### SHORT PROBLEM
Copy the data below, swapping "Quick Start" for "Getting Started" everywhere it occurs and keeping everything else the same. Leave the pictures out.

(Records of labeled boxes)

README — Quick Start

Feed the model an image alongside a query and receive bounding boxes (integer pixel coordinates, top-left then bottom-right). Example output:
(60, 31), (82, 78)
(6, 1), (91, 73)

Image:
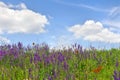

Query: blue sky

(0, 0), (120, 47)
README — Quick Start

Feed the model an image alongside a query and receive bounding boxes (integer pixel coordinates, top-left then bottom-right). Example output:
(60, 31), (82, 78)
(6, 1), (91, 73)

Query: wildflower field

(0, 42), (120, 80)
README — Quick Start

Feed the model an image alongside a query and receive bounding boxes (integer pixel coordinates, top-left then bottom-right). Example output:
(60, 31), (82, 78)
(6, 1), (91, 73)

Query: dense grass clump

(0, 42), (120, 80)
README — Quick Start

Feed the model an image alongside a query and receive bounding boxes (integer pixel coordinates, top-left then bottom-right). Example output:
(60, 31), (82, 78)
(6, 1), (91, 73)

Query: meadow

(0, 42), (120, 80)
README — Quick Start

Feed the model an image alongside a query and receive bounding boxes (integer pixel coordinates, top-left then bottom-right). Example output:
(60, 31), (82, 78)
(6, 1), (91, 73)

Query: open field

(0, 43), (120, 80)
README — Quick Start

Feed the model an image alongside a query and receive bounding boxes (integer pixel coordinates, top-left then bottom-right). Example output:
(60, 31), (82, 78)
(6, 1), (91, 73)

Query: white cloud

(0, 36), (10, 44)
(102, 6), (120, 33)
(68, 20), (120, 43)
(0, 2), (48, 34)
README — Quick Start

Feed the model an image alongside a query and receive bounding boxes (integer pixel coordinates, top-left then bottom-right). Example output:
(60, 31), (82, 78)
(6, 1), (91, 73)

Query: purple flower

(48, 76), (52, 80)
(115, 60), (119, 67)
(63, 62), (68, 70)
(34, 53), (41, 63)
(113, 71), (120, 80)
(18, 42), (23, 49)
(58, 52), (65, 62)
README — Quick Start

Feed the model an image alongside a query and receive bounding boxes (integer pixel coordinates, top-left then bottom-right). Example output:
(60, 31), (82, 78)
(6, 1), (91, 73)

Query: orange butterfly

### CORRECT RESPONSE
README — Getting Started

Feed the model an image alongside a query and receive bounding boxes (integer pixel coordinates, top-left then bottom-right). Example output:
(60, 31), (82, 78)
(6, 1), (91, 73)

Image:

Query: blue sky

(0, 0), (120, 47)
README — Getting Started

Feed the model an image alongside a query and receive bounding boxes (integer pixel coordinates, top-left then bottom-right). Example output:
(60, 31), (82, 78)
(6, 1), (91, 73)

Query: wildflower field

(0, 42), (120, 80)
README — Getting Started

Feed the model an image alongside a query and receive bounding boxes (integer pixel coordinates, top-left then bottom-right). Example output:
(60, 31), (82, 78)
(6, 1), (91, 73)

Query: dense grass clump

(0, 42), (120, 80)
README — Getting Started

Feed the model an image alongside a query and receive bounding boxes (integer pixel coordinates, top-left then bottom-right). Example output:
(60, 31), (82, 78)
(6, 1), (91, 73)

Query: meadow

(0, 42), (120, 80)
README — Getting Started

Feed the model an image alongside a query and receive bounding boxes (integer pixel coordinates, top-left then bottom-right). Example output:
(60, 31), (82, 78)
(6, 1), (91, 73)

Query: open field

(0, 43), (120, 80)
README — Getting Started

Feed the model an image alongside a query and receive bounding boxes (integer pixel coordinates, top-left then bottom-right). Example output:
(60, 31), (82, 78)
(6, 1), (91, 73)

Query: white cloud

(0, 36), (10, 44)
(102, 6), (120, 33)
(68, 20), (120, 43)
(0, 2), (48, 34)
README — Getting Started

Feed the model an image alongside a query and receive bounding boxes (integer pixel coordinates, top-left then bottom-right). Example output:
(60, 31), (82, 78)
(6, 1), (91, 73)

Query: purple flower

(48, 76), (52, 80)
(115, 60), (119, 67)
(63, 62), (68, 70)
(34, 53), (41, 63)
(113, 71), (120, 80)
(18, 42), (23, 49)
(58, 52), (65, 62)
README — Getting Started

Feed the model an image alongside a query and receive bounding boxes (integer pixel coordinates, top-left then bottom-right). Example output:
(60, 31), (82, 78)
(6, 1), (91, 73)

Query: orange butterfly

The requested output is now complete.